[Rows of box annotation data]
____________________

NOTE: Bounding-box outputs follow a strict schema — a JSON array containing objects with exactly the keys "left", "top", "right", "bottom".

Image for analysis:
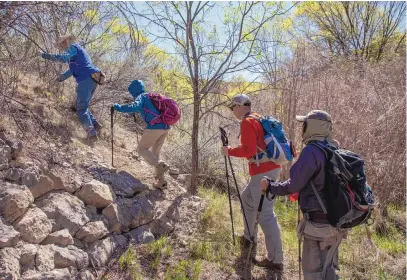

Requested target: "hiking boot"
[
  {"left": 154, "top": 161, "right": 170, "bottom": 179},
  {"left": 93, "top": 121, "right": 103, "bottom": 131},
  {"left": 153, "top": 178, "right": 168, "bottom": 190},
  {"left": 237, "top": 235, "right": 257, "bottom": 261},
  {"left": 86, "top": 134, "right": 99, "bottom": 147},
  {"left": 254, "top": 258, "right": 284, "bottom": 271}
]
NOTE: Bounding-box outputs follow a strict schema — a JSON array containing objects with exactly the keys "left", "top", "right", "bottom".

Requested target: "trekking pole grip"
[
  {"left": 257, "top": 183, "right": 267, "bottom": 212},
  {"left": 219, "top": 126, "right": 229, "bottom": 146}
]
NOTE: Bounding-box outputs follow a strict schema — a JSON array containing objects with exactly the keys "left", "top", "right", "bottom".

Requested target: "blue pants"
[{"left": 76, "top": 77, "right": 97, "bottom": 136}]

____________________

## Set exercise
Pick out every line of the listing above that contains the word "Requested", matching case exactly.

## Output
Requested target: "hiking boot"
Requested target: "trekking pole grip"
Requested target: "blue pants"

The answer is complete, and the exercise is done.